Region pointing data
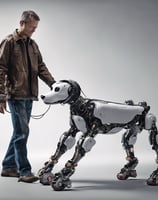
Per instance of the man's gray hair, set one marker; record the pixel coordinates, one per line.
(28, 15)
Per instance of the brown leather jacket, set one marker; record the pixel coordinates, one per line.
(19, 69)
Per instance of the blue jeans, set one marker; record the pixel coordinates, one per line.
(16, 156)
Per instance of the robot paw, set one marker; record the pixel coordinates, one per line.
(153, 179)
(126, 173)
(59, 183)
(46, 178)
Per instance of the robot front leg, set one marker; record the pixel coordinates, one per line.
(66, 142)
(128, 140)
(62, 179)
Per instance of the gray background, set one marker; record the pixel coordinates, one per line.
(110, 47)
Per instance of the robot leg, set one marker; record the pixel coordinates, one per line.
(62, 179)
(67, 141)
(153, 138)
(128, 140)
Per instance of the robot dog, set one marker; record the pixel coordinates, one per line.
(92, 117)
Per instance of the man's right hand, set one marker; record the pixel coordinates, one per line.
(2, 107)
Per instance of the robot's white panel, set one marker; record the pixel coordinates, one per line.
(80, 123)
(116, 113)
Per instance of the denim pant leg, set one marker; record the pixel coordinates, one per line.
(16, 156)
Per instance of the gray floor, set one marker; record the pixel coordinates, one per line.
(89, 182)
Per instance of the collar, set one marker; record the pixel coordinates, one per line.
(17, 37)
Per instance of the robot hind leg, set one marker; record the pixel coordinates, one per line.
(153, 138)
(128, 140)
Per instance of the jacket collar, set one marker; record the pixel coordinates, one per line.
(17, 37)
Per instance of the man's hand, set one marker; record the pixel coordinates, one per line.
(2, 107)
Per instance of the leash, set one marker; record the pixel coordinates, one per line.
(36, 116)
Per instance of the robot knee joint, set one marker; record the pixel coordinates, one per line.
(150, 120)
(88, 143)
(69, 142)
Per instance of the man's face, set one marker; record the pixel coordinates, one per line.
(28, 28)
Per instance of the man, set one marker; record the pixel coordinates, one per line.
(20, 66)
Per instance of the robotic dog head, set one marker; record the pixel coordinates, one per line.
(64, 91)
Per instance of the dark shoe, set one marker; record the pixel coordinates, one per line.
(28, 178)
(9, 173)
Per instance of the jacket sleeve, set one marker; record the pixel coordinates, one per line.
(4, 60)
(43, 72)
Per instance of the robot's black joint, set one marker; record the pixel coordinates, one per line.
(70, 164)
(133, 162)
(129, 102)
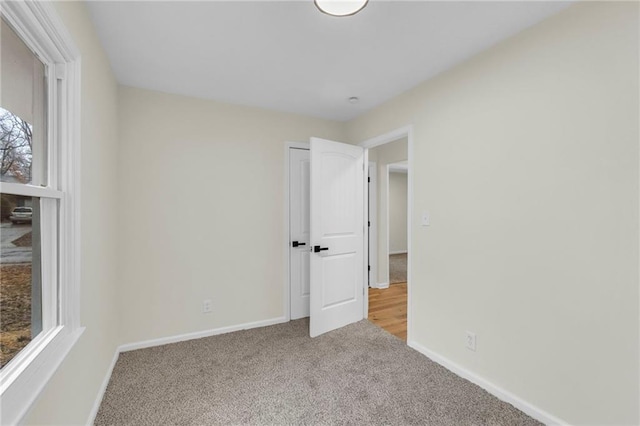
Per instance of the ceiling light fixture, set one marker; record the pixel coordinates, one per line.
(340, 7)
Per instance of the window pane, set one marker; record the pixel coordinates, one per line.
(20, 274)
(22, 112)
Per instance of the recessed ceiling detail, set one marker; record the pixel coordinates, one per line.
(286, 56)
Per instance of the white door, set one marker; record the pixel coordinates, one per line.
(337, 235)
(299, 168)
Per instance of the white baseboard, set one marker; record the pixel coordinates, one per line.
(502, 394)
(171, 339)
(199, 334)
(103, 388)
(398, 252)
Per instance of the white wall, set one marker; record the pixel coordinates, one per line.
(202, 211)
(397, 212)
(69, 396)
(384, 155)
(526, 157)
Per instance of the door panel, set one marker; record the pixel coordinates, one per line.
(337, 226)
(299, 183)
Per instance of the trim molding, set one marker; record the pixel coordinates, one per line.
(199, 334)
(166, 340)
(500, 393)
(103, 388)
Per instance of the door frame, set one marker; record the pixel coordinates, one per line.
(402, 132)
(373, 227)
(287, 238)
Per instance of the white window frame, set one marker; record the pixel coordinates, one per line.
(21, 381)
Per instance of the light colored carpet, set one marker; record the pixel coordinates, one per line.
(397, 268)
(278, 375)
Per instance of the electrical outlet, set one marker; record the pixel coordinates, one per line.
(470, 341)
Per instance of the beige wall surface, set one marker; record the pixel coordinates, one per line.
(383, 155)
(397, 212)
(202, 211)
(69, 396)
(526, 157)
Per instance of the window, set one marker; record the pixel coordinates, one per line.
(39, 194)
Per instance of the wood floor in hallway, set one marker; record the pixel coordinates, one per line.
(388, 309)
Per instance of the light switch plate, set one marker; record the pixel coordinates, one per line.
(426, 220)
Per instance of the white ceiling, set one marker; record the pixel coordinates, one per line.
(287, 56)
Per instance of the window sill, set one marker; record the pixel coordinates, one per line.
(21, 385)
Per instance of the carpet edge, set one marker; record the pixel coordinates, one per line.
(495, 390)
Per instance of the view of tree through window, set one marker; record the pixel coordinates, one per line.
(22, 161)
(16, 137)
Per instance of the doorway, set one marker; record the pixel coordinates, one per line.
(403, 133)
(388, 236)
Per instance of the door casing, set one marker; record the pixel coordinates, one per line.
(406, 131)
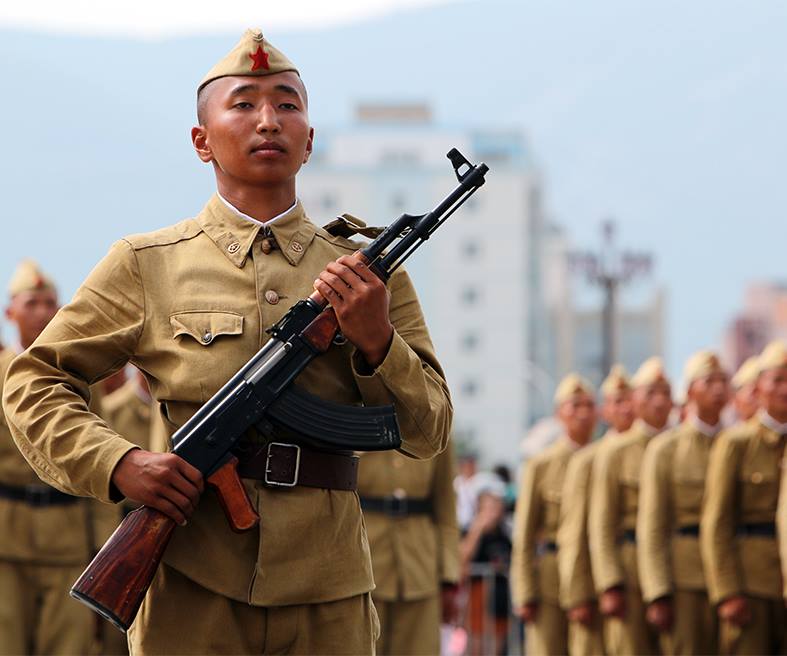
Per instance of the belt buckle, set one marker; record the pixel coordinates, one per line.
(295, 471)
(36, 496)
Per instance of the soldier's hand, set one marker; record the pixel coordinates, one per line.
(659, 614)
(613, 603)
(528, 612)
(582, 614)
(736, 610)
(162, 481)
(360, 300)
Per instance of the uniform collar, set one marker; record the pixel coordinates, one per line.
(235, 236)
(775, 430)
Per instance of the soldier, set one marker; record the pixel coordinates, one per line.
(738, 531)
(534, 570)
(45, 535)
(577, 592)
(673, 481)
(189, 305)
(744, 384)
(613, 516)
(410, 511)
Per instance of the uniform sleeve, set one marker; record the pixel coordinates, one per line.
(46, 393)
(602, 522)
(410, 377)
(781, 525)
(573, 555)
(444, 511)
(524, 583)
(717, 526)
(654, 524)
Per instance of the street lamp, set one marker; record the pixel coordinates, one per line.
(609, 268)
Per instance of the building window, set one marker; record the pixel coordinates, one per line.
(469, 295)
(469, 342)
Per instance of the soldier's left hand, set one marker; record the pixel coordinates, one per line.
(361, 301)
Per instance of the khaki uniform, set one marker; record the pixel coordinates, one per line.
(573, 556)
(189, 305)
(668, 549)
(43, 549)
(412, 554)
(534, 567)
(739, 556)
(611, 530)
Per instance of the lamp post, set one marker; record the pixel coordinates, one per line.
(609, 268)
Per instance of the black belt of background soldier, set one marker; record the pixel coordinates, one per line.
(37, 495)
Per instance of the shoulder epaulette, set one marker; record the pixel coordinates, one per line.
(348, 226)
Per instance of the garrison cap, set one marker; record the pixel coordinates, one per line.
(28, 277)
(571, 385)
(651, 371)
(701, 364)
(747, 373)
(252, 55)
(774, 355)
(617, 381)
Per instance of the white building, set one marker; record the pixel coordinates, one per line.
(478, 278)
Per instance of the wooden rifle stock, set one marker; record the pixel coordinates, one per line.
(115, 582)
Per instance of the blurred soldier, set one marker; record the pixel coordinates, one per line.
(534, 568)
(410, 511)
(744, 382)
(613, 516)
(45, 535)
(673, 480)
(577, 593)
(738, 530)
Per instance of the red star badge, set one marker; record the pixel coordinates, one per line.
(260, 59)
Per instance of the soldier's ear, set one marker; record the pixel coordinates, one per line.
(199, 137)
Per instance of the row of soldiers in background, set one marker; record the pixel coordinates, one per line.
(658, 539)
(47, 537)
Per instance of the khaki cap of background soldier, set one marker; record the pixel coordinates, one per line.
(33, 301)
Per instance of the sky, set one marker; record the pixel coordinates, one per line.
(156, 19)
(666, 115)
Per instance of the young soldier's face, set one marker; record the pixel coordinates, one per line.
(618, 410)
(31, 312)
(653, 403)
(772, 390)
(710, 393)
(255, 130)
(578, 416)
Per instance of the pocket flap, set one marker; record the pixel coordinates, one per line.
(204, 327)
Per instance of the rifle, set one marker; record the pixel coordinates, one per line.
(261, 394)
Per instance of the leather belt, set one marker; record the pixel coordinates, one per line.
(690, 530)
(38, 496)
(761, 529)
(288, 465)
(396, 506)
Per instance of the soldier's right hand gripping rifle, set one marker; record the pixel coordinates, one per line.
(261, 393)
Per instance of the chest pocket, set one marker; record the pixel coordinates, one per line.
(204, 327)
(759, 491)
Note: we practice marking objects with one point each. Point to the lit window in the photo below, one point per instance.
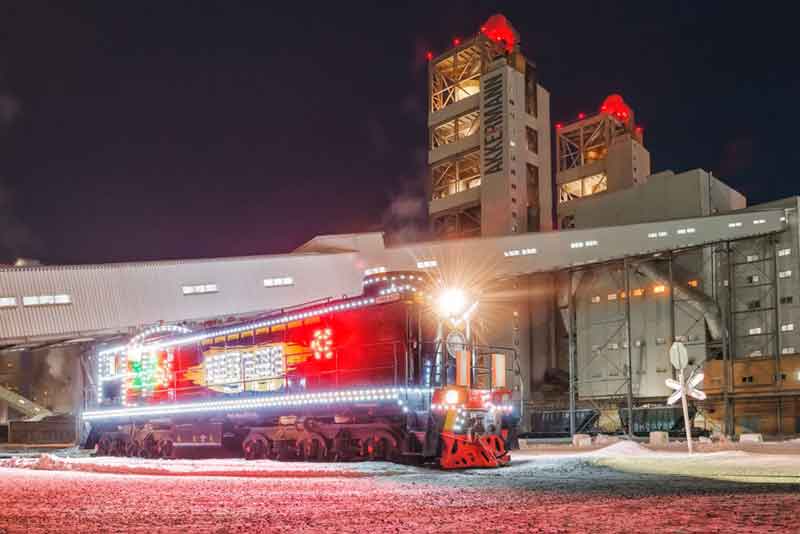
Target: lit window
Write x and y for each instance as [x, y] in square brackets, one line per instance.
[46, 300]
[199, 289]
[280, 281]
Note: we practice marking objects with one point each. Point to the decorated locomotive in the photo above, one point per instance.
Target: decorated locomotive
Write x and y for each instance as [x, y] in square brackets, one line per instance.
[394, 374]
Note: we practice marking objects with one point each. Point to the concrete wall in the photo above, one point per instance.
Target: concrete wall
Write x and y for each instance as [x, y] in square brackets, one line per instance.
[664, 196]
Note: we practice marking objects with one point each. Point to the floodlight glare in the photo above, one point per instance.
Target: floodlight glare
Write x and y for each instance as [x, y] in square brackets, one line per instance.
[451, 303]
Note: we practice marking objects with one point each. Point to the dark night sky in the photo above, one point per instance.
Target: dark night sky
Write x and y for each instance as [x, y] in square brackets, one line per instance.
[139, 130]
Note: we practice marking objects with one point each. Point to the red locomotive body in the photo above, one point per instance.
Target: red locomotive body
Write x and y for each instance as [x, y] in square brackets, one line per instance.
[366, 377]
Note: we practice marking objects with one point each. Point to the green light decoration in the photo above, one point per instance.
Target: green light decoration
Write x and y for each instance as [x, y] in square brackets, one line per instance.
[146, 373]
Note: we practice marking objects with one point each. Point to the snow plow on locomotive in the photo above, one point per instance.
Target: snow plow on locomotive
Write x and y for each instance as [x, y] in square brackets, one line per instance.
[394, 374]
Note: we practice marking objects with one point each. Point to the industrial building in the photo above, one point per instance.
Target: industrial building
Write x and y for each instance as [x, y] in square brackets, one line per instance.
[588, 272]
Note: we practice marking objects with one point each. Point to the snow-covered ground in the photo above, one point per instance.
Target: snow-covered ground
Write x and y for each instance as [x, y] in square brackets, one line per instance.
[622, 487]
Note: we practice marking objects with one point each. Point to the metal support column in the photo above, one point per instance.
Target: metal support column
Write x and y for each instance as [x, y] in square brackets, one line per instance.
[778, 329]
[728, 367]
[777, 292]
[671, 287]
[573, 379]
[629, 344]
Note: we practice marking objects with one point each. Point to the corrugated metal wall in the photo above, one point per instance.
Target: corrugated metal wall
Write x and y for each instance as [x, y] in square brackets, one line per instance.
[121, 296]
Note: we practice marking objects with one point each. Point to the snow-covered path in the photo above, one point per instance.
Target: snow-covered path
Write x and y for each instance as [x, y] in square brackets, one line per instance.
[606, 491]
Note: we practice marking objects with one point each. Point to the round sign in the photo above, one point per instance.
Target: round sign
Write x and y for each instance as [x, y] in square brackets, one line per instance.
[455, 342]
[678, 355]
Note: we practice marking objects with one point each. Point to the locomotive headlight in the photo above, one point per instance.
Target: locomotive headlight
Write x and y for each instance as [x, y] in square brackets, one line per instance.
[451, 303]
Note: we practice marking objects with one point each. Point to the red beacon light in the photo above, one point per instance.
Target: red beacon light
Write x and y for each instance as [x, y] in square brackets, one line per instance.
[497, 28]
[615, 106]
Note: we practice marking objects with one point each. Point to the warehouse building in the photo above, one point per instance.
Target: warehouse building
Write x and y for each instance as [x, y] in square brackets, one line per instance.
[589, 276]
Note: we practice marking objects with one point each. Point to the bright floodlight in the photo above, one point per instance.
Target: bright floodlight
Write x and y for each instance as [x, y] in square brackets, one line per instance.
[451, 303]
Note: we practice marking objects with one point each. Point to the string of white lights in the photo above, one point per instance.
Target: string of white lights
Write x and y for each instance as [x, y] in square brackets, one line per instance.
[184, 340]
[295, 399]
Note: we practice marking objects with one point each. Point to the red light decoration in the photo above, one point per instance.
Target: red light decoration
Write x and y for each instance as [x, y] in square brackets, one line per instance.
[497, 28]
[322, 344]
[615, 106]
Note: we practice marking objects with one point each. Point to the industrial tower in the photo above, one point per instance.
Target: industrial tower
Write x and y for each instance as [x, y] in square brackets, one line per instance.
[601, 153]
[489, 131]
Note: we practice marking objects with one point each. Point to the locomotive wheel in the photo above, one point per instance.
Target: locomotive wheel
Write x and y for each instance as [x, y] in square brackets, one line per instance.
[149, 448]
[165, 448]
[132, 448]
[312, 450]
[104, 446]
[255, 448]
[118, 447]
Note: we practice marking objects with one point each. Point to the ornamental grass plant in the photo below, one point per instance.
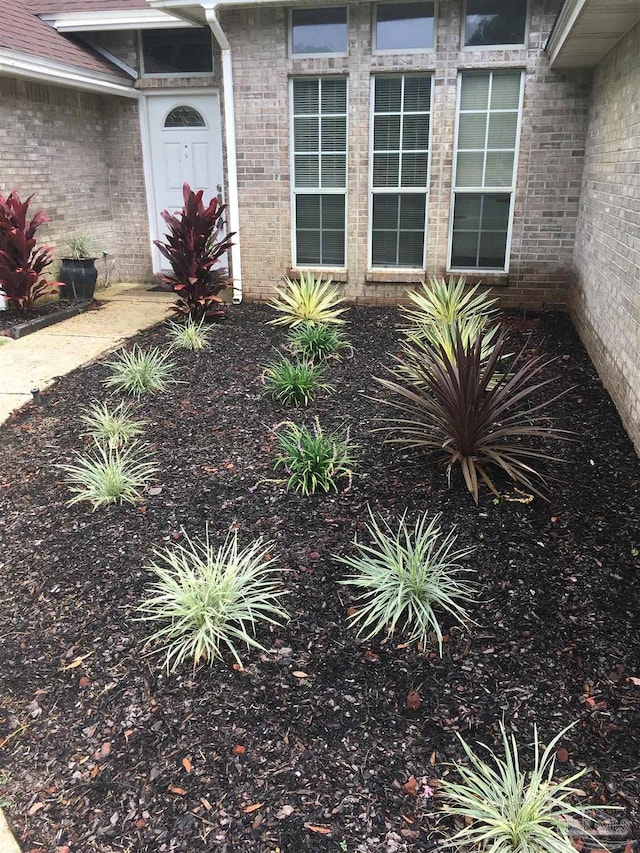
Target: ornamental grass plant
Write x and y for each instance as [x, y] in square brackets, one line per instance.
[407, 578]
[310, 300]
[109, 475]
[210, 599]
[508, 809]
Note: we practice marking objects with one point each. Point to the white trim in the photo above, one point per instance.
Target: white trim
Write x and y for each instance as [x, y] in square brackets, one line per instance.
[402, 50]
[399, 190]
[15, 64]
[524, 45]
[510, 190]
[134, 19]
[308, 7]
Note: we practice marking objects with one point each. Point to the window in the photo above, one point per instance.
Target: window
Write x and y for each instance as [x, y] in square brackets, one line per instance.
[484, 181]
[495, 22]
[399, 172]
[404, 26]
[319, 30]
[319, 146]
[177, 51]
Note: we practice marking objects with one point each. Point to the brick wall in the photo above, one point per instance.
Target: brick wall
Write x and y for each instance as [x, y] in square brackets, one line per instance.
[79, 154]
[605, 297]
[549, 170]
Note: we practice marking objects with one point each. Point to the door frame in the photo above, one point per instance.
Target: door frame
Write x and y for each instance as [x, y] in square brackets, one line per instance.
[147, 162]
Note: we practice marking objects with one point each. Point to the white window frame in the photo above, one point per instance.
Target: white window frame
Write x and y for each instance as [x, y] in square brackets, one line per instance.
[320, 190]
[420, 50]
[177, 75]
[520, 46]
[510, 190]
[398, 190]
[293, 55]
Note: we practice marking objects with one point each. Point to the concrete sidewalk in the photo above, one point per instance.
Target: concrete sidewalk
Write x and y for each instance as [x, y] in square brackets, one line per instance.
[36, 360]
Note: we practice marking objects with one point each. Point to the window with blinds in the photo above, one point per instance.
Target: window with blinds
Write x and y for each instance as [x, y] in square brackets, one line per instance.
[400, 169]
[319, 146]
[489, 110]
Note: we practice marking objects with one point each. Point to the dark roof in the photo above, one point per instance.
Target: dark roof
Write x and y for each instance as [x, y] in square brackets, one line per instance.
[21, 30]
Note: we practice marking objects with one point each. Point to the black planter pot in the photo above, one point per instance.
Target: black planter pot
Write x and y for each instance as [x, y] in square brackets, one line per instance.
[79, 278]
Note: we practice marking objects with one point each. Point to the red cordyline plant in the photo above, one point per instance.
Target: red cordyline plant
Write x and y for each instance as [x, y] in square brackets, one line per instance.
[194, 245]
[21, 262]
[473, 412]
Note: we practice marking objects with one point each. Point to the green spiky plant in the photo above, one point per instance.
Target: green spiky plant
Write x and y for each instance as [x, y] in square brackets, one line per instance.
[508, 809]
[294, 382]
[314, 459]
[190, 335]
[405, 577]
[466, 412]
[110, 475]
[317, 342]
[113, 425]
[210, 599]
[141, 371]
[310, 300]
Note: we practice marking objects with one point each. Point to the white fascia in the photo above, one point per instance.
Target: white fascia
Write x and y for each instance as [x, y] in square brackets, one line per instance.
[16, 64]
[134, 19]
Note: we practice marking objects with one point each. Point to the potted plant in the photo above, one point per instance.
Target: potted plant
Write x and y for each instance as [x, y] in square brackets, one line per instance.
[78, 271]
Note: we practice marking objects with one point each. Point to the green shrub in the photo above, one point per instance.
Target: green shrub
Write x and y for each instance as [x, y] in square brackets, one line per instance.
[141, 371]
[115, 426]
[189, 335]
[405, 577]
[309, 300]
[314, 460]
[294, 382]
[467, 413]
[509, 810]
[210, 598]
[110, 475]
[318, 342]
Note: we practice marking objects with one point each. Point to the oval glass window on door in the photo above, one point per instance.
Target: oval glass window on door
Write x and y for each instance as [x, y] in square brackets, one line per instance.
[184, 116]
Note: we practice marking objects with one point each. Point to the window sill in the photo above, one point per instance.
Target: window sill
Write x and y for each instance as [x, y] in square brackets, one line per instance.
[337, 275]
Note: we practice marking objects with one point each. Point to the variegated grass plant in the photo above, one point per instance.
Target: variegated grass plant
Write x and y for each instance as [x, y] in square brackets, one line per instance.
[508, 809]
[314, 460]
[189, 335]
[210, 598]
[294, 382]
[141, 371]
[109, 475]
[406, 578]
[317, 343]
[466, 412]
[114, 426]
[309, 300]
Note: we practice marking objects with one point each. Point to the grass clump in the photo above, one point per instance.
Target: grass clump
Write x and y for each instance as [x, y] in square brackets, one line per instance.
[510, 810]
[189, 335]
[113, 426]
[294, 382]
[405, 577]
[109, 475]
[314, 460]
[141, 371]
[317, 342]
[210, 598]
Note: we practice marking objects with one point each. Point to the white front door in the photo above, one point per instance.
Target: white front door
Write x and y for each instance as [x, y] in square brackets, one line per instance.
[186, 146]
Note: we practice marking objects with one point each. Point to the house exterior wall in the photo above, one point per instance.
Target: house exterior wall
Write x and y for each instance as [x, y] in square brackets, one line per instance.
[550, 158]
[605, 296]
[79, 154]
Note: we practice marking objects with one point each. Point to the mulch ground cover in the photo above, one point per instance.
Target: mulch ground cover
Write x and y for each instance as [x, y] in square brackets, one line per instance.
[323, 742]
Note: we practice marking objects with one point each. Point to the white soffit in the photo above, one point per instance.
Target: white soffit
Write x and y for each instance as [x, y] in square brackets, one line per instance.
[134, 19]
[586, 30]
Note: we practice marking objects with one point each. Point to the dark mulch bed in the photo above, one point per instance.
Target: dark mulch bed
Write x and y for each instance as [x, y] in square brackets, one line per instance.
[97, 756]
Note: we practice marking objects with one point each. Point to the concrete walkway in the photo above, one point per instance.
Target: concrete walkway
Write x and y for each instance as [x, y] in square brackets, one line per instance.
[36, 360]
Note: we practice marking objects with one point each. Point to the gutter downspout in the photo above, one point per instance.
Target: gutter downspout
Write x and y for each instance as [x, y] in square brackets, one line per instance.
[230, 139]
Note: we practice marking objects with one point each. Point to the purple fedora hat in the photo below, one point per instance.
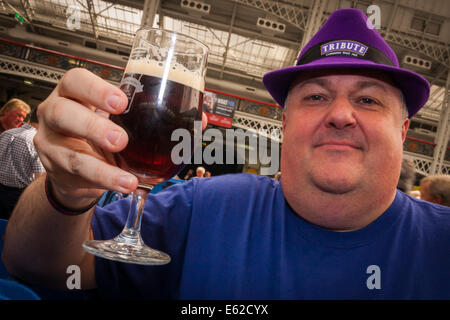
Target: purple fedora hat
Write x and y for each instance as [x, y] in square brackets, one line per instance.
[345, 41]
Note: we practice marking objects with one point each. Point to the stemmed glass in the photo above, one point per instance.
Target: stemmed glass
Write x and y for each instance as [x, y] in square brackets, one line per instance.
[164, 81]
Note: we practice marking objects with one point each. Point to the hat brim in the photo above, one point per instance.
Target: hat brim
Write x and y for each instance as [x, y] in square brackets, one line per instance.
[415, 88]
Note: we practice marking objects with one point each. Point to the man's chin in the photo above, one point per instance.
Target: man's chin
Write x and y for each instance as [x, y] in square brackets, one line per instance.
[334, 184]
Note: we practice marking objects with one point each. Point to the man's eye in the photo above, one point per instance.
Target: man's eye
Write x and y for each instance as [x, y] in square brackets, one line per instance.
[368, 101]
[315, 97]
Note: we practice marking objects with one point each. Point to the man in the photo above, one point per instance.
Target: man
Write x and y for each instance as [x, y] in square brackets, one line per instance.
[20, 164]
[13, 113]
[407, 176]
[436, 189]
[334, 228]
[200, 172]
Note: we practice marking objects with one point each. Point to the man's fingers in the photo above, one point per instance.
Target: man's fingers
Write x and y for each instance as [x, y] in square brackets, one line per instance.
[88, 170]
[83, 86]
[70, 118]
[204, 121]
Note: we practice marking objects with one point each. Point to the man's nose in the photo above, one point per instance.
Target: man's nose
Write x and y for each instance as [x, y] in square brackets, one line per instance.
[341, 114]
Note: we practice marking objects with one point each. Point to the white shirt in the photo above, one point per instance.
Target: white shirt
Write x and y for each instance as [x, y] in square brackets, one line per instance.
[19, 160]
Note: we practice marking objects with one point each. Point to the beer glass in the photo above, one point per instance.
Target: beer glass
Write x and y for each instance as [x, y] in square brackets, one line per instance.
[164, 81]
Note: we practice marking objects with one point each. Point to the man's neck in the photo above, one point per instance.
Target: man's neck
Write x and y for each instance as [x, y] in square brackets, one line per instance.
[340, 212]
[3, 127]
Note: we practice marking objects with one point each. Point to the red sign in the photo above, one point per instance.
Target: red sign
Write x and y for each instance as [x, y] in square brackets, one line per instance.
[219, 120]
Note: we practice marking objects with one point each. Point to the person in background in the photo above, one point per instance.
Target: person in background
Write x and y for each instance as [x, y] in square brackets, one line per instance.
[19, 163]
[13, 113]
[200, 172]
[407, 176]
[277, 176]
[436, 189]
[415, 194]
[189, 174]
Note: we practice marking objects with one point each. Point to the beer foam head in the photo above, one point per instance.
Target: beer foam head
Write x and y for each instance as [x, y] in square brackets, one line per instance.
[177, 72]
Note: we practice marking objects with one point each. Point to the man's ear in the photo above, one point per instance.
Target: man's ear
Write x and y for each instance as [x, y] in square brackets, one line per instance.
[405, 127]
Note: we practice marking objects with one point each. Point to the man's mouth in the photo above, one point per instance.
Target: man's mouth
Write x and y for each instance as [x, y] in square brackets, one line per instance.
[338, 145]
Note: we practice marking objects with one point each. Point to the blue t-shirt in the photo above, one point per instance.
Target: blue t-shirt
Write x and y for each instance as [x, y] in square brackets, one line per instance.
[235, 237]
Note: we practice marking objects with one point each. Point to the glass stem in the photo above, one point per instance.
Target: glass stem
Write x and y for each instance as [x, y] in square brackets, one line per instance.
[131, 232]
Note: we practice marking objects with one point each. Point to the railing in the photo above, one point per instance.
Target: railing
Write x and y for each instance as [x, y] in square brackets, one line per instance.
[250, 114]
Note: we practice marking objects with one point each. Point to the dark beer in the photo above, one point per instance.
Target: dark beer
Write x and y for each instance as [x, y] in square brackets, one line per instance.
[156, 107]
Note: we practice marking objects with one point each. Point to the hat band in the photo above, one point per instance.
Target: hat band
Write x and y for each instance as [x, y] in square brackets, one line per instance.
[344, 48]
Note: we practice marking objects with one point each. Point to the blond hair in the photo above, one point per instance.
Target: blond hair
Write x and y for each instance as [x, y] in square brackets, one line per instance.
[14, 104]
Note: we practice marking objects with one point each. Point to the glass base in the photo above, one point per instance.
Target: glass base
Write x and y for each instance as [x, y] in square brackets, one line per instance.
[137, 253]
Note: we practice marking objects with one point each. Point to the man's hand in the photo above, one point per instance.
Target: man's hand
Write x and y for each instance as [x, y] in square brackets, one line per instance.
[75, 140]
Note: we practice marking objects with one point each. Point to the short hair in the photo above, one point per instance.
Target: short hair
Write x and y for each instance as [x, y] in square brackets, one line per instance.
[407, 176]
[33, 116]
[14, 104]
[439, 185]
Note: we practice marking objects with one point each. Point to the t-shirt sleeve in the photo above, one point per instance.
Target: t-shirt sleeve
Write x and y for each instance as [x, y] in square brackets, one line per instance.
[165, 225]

TASK OBJECTIVE: Your answer should be each line of the data that contains the word "grass", copied as it stands.

RESPONSE:
Note: we practice marking objects with one point each. Point to the ornamental grass plant in the photo below, one point per instance.
Target: ornamental grass plant
Note: we practice marking objects with one point each. Point to the variegated grass plant in the photo above, one point per instance.
Target: variegated grass plant
Note: we practice marking objects with one point each. Point to the grass clump in the photo above, one point per instance.
Target: grass clump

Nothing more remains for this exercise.